▶ _Cosa fare_:
1. Riporta tutte le complicanze della malattia nominate nel testo sulla rosolia.
2. Continua il testo sulla rosolia dopo la sua ultima frase.

▶ _Estratto scelto_:
+++++
Malattia infettiva causata da un virus a RNA che si trasmette per via aerea attraverso le goccioline respiratorie diffuse nell’aria dal malato attraverso secrezioni dovute per esempio a colpi di tosse o starnuti, determinando picchi epidemici circa ogni 7 anni, prima dei vaccini la rosolia infettava prima dei 20 anni circa l’80% della popolazione. Causando spesso complicanze articolari come l’artrite e poliartralgie, più di rado encefaliti (1 caso su 6 mila) o porpora trombocitopenica (1 caso su 3000) che potevano causare anche la morte.
Ancora nel periodo compreso tra il 2005 e il 2018 in Italia sono stati segnalati 173 casi di rosalia in gravidanza e 88 casi di rosalia congenita.
+++++
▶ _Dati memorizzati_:
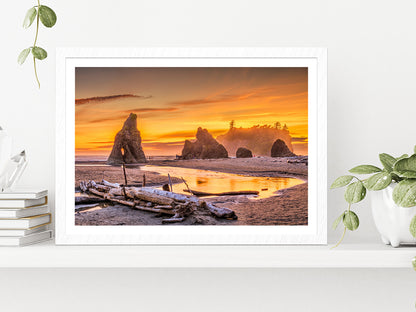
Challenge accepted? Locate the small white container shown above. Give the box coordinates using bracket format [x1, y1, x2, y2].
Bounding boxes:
[369, 184, 416, 247]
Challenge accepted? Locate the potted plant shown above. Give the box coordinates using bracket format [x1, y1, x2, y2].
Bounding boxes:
[331, 146, 416, 247]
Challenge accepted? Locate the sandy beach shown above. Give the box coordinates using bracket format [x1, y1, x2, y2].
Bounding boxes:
[75, 157, 308, 225]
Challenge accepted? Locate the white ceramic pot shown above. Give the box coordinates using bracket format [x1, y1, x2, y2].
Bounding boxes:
[369, 184, 416, 247]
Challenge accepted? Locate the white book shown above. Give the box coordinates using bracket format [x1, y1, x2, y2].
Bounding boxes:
[0, 231, 52, 246]
[0, 188, 48, 199]
[0, 213, 51, 230]
[0, 205, 49, 219]
[0, 225, 48, 236]
[0, 196, 48, 208]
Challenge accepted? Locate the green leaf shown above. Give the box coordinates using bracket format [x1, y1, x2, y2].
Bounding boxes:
[32, 47, 48, 60]
[39, 5, 56, 27]
[23, 7, 37, 28]
[331, 175, 354, 189]
[17, 48, 30, 65]
[350, 165, 381, 174]
[409, 216, 416, 237]
[378, 153, 397, 172]
[393, 155, 416, 178]
[397, 154, 409, 160]
[342, 210, 360, 231]
[393, 179, 416, 208]
[364, 171, 391, 191]
[344, 181, 367, 204]
[332, 211, 345, 230]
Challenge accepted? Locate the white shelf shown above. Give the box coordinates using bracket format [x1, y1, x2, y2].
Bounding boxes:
[0, 241, 416, 268]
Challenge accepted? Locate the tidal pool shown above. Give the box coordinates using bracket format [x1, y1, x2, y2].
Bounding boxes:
[140, 165, 305, 199]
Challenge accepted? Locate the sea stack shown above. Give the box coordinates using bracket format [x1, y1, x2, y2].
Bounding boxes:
[182, 127, 228, 159]
[107, 113, 146, 165]
[235, 147, 253, 158]
[271, 139, 296, 157]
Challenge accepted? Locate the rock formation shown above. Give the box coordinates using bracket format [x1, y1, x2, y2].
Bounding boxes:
[235, 147, 253, 158]
[271, 139, 296, 157]
[216, 125, 293, 156]
[182, 127, 228, 159]
[107, 113, 146, 165]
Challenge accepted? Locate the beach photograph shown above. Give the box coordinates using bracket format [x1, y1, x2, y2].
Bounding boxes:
[74, 67, 308, 226]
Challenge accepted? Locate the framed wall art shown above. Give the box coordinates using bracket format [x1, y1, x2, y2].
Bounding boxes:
[55, 48, 327, 245]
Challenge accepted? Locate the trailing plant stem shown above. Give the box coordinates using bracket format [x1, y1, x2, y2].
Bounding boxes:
[33, 0, 40, 88]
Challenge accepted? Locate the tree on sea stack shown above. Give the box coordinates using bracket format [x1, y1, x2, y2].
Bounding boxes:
[107, 113, 146, 165]
[270, 139, 296, 157]
[182, 127, 228, 159]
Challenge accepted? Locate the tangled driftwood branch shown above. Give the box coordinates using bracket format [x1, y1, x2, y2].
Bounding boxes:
[80, 180, 237, 223]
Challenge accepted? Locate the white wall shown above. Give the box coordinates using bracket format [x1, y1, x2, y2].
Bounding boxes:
[0, 0, 416, 311]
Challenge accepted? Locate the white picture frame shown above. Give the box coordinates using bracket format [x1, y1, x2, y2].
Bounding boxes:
[55, 48, 327, 245]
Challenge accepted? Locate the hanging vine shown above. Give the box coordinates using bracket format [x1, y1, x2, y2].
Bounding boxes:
[17, 0, 56, 88]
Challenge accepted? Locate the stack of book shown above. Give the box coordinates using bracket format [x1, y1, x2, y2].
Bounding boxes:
[0, 190, 52, 246]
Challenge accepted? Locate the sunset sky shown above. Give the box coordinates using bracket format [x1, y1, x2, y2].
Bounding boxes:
[75, 67, 308, 156]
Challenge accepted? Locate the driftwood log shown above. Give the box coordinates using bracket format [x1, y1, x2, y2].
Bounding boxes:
[80, 180, 237, 223]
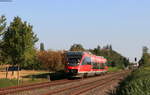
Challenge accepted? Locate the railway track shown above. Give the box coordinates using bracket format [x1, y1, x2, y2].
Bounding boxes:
[43, 72, 126, 95]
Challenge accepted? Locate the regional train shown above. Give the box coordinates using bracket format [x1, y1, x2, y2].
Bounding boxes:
[66, 51, 108, 78]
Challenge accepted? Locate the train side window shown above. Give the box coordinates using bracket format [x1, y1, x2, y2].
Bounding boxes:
[100, 63, 105, 69]
[92, 62, 99, 69]
[82, 57, 91, 65]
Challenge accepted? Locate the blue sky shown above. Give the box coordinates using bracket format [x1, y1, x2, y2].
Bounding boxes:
[0, 0, 150, 60]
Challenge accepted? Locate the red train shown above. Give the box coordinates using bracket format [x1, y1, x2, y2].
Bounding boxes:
[66, 51, 108, 77]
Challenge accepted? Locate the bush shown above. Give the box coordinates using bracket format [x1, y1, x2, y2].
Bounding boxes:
[114, 65, 150, 95]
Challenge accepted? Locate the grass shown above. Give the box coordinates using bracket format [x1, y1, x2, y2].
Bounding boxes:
[0, 79, 17, 88]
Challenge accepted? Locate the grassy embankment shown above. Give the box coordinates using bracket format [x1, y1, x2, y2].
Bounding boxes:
[114, 64, 150, 95]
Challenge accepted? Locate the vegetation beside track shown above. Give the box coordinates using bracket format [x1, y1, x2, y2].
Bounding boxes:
[0, 79, 17, 88]
[113, 49, 150, 95]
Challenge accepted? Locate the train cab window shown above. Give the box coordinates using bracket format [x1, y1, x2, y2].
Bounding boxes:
[92, 62, 99, 69]
[82, 57, 91, 65]
[100, 63, 105, 69]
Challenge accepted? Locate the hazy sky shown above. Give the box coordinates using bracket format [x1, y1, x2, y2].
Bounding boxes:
[0, 0, 150, 60]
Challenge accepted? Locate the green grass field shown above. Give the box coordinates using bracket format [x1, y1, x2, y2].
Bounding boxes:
[0, 79, 17, 88]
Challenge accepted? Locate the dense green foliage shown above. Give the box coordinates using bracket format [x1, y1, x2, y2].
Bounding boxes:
[114, 48, 150, 95]
[90, 45, 129, 69]
[0, 79, 18, 88]
[0, 16, 6, 65]
[3, 17, 38, 66]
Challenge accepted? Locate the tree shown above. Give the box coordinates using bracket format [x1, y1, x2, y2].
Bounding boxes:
[143, 46, 148, 54]
[38, 50, 64, 71]
[3, 17, 38, 66]
[40, 43, 45, 51]
[0, 16, 6, 64]
[0, 15, 6, 37]
[70, 44, 85, 51]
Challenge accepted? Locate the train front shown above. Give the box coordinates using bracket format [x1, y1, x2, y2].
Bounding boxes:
[66, 51, 83, 76]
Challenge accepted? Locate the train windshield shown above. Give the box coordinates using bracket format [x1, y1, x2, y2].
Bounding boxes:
[67, 52, 82, 66]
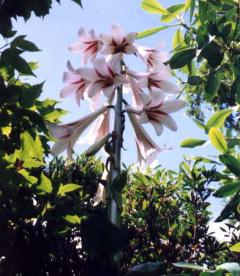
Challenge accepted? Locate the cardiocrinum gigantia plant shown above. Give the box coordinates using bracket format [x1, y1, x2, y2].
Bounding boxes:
[47, 25, 184, 272]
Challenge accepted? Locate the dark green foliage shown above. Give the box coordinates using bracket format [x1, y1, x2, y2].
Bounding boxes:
[122, 161, 228, 275]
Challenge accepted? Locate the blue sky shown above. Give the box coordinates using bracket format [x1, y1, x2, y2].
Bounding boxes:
[14, 0, 219, 169]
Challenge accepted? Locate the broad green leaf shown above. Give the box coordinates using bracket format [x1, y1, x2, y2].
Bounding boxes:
[126, 262, 163, 276]
[63, 215, 81, 224]
[209, 127, 228, 153]
[217, 263, 240, 276]
[173, 262, 206, 271]
[142, 0, 169, 14]
[193, 119, 206, 130]
[18, 169, 38, 184]
[172, 28, 184, 49]
[199, 270, 224, 276]
[169, 49, 196, 69]
[214, 180, 240, 197]
[161, 3, 185, 22]
[37, 173, 52, 194]
[229, 242, 240, 253]
[57, 183, 81, 196]
[206, 109, 233, 129]
[184, 0, 192, 10]
[180, 138, 207, 148]
[219, 154, 240, 176]
[11, 35, 40, 52]
[137, 26, 171, 39]
[188, 76, 201, 86]
[204, 71, 221, 101]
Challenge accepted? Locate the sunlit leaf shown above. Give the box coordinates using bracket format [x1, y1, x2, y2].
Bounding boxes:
[161, 3, 185, 22]
[57, 183, 81, 196]
[214, 180, 240, 197]
[229, 242, 240, 253]
[219, 154, 240, 176]
[206, 109, 233, 129]
[137, 26, 171, 39]
[169, 49, 196, 69]
[37, 173, 52, 194]
[180, 138, 207, 148]
[142, 0, 169, 14]
[209, 127, 228, 153]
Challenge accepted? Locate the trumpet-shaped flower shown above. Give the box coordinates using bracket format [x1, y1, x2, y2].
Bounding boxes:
[60, 61, 90, 105]
[100, 25, 137, 55]
[69, 28, 102, 64]
[79, 54, 127, 98]
[47, 106, 108, 160]
[128, 112, 162, 167]
[129, 94, 185, 135]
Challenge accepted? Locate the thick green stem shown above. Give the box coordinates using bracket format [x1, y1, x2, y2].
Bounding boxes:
[108, 86, 123, 276]
[108, 87, 122, 227]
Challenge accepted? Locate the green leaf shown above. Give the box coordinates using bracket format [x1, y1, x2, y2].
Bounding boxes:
[18, 169, 38, 184]
[204, 71, 221, 101]
[126, 262, 164, 276]
[161, 3, 185, 22]
[180, 138, 207, 148]
[172, 28, 185, 49]
[63, 215, 81, 224]
[57, 183, 81, 196]
[137, 26, 171, 39]
[193, 119, 206, 130]
[213, 180, 240, 197]
[37, 173, 52, 194]
[169, 49, 196, 69]
[206, 109, 233, 130]
[229, 242, 240, 253]
[11, 35, 40, 52]
[217, 263, 240, 276]
[219, 154, 240, 176]
[142, 0, 169, 14]
[173, 262, 206, 270]
[187, 76, 201, 86]
[209, 127, 228, 153]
+++++
▶ _Risposte per compito_:
1. Artrite, poliartralgie, encefaliti, porpora trombocitopenica.

2.
L’appello dell’Iss

Che la rosolia non sia più una malattia endemica nel nostro Paese è “un importante traguardo che mostra ancora una volta il valore dei vaccini nel proteggere le persone da malattie pericolose – ha dichiarato l’Iss (Istituto Superiore della Sanità) – Se però in un determinato Paese è stata interrotta la trasmissione endemica di un’infezione – precisano gli esperti – esiste ancora la possibilità che questa possa essere introdotta nel Paese da altre zone geografiche dove non è stata ancora eliminata. Inoltre, se non vaccinata, una persona può acquisire l’infezione recandosi in Paesi dove la rosolia è ancora endemica. Pertanto, finché la malattia non sia eradicata, è fondamentale continuare a vaccinarsi contro la rosolia ed è particolarmente importante che le donne in età fertile conoscano il proprio stato immunitario verso la rosolia prima di iniziare una gravidanza e che si sottopongano alla vaccinazione se ancora suscettibili all’infezione”.